### WHAT YOU SHOULD DO
Return every line of the items below verbatim, leaving out the pictures.

### Location labeling items
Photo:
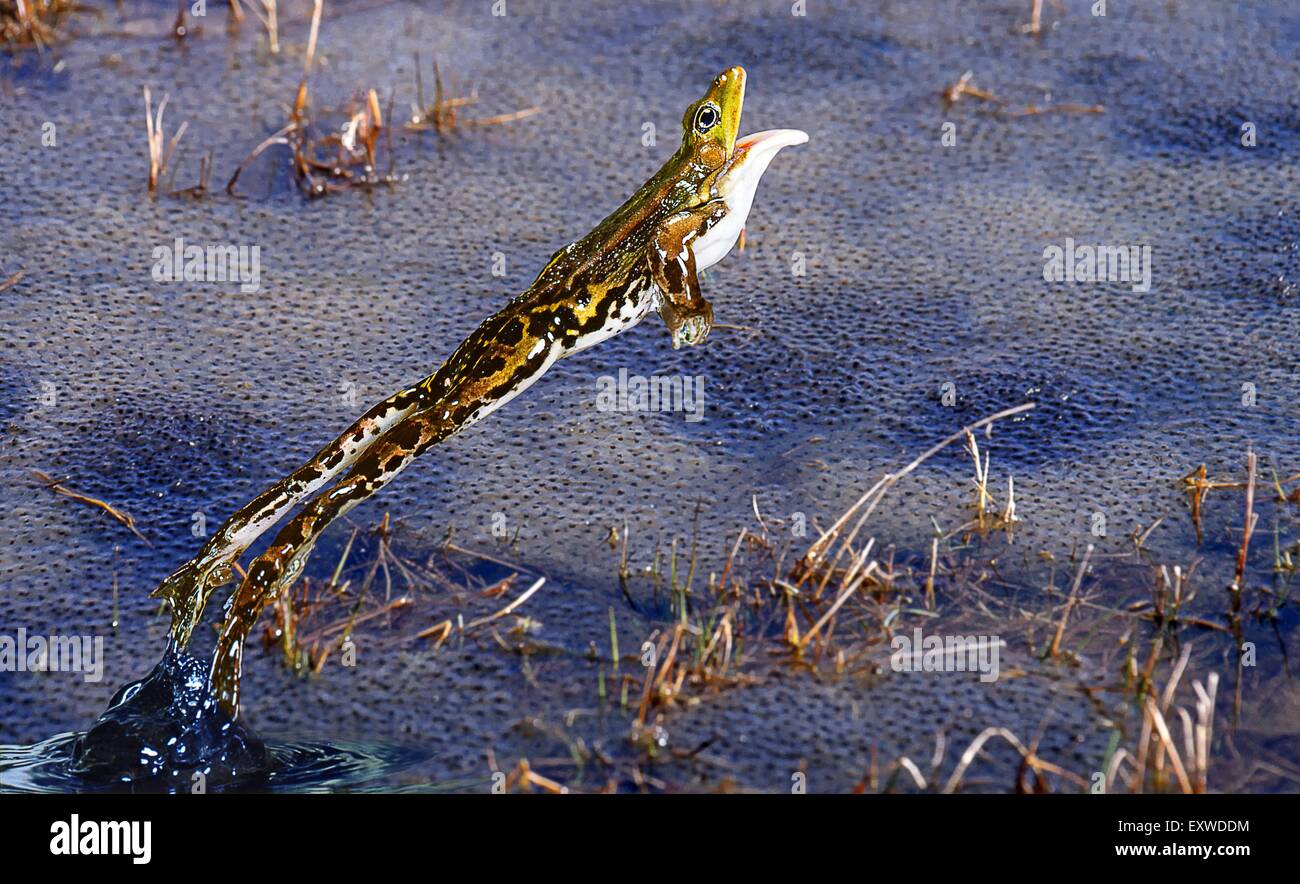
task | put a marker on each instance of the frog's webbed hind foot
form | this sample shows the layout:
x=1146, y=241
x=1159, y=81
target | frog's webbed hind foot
x=186, y=592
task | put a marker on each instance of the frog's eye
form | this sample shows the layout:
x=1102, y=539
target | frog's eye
x=707, y=117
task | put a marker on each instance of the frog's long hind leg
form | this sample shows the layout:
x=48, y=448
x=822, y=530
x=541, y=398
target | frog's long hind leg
x=189, y=588
x=284, y=560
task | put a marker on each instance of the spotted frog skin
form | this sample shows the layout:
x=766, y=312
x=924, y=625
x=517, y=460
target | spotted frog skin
x=644, y=256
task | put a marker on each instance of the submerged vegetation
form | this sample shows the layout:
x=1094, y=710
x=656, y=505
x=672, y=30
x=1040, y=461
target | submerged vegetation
x=34, y=22
x=830, y=612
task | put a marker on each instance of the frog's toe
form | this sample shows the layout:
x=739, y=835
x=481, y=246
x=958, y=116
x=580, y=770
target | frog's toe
x=692, y=332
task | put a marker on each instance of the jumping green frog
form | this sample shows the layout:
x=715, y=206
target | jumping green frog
x=646, y=255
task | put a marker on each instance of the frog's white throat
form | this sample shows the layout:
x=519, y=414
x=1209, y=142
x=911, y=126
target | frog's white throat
x=737, y=185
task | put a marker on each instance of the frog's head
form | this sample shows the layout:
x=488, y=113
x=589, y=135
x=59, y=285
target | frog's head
x=710, y=125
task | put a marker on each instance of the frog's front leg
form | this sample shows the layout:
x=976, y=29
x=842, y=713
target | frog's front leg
x=672, y=268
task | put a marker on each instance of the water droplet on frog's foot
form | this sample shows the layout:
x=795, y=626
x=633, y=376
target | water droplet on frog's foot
x=160, y=731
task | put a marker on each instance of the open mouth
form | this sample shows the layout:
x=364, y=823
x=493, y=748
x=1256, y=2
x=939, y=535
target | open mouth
x=753, y=154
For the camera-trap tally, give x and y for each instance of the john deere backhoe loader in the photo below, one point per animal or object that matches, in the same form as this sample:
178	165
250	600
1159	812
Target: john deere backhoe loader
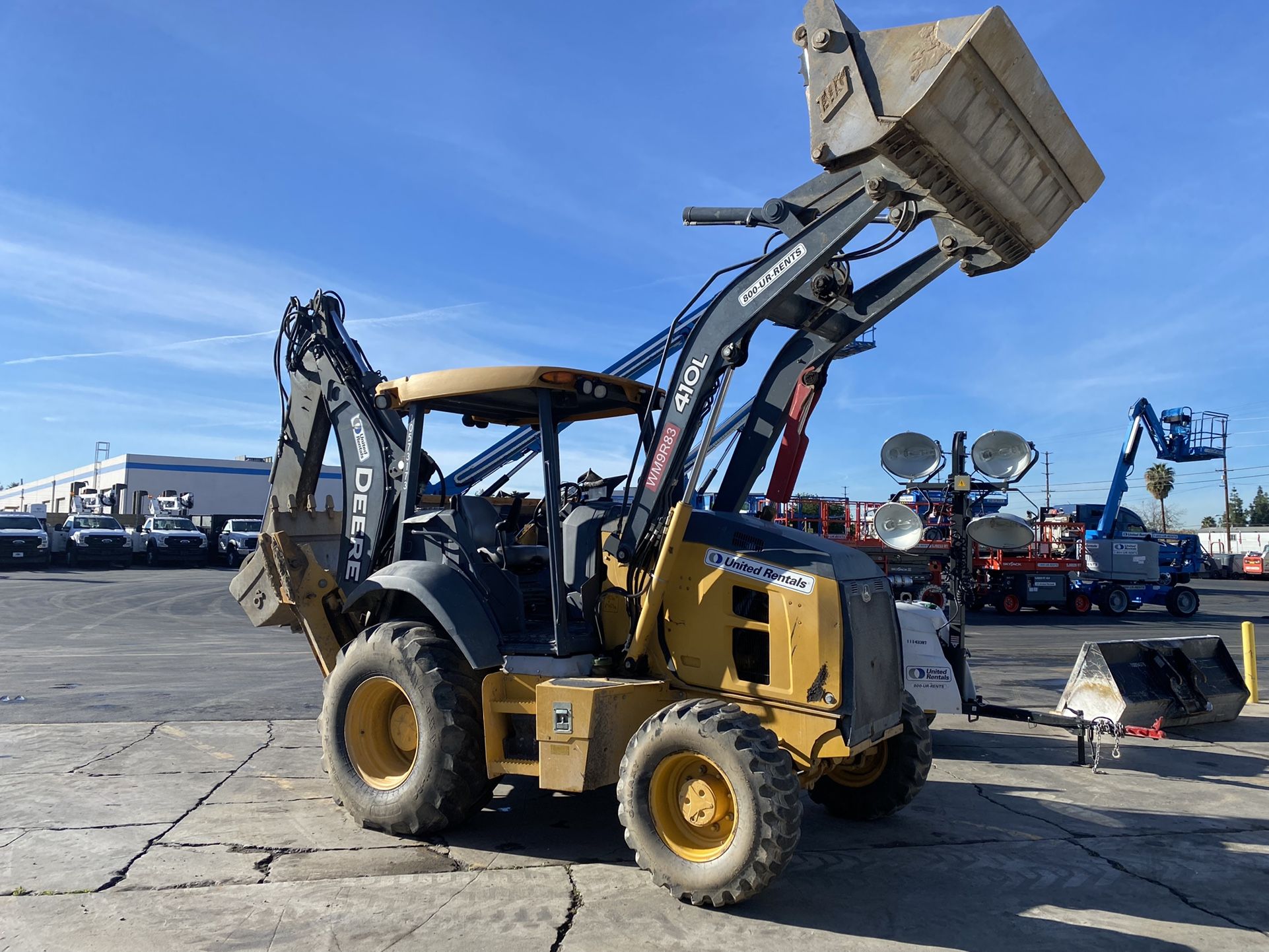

### RESPONSE TO THE TASK
Photo:
task | put a marker on each instance of the frog's webbed hind foot
form | this sample shows the layout:
x=1146, y=241
x=1159, y=81
target | frog's webbed hind foot
x=186, y=592
task | put a marker on each instance of the frog's eye
form | this sample shows the layout:
x=1102, y=539
target | frog's eye
x=707, y=117
task | put a marker on each instance of the frog's long hind leg
form | this sample shows the layout:
x=48, y=448
x=822, y=530
x=541, y=398
target | frog's long hind leg
x=189, y=588
x=284, y=560
task | put a marker on each instance of the spotted frog skin
form | this sample shows the layout:
x=766, y=312
x=924, y=625
x=517, y=460
target | spotted frog skin
x=644, y=256
task | put a marker on each instance of the submerged vegetation
form | this sample shows the layout:
x=1094, y=710
x=656, y=505
x=672, y=30
x=1040, y=461
target | submerged vegetation
x=34, y=22
x=830, y=612
task | put a marker on each instance of the frog's toe
form | this sample shows the layout:
x=739, y=835
x=481, y=246
x=958, y=116
x=580, y=770
target | frog's toe
x=692, y=332
task | put a marker on each instance of the jumping green frog
form | this sample shows the layout:
x=715, y=206
target | jumping green frog
x=646, y=255
task | put a marker on each instance of the frog's white throat
form | this sample shows the layout:
x=519, y=414
x=1209, y=142
x=911, y=126
target | frog's white throat
x=737, y=185
task | put a marker on each instance of the frog's head
form | this sample shows the layout:
x=488, y=113
x=589, y=135
x=59, y=285
target | frog's head
x=710, y=125
task | put a marker on each instance of the frog's front leg
form | this sample shows the layout:
x=976, y=29
x=842, y=713
target | frog's front leg
x=672, y=268
task | put a marker on each instance of the water droplet on frog's foot
form | this sample shows the layout:
x=795, y=626
x=633, y=376
target | water droplet on frog's foot
x=160, y=731
task | put a marker on each instance of the open mouth
form | this sample shows the layout:
x=364, y=823
x=493, y=748
x=1256, y=2
x=939, y=535
target | open mouth
x=753, y=154
For the camera-trap tally, give x and y for each instance of the john deere backhoe loader in the photo below, one point per animal or object that matches, in the same form as this sample:
178	165
250	600
1159	812
Target: john deere backhoe loader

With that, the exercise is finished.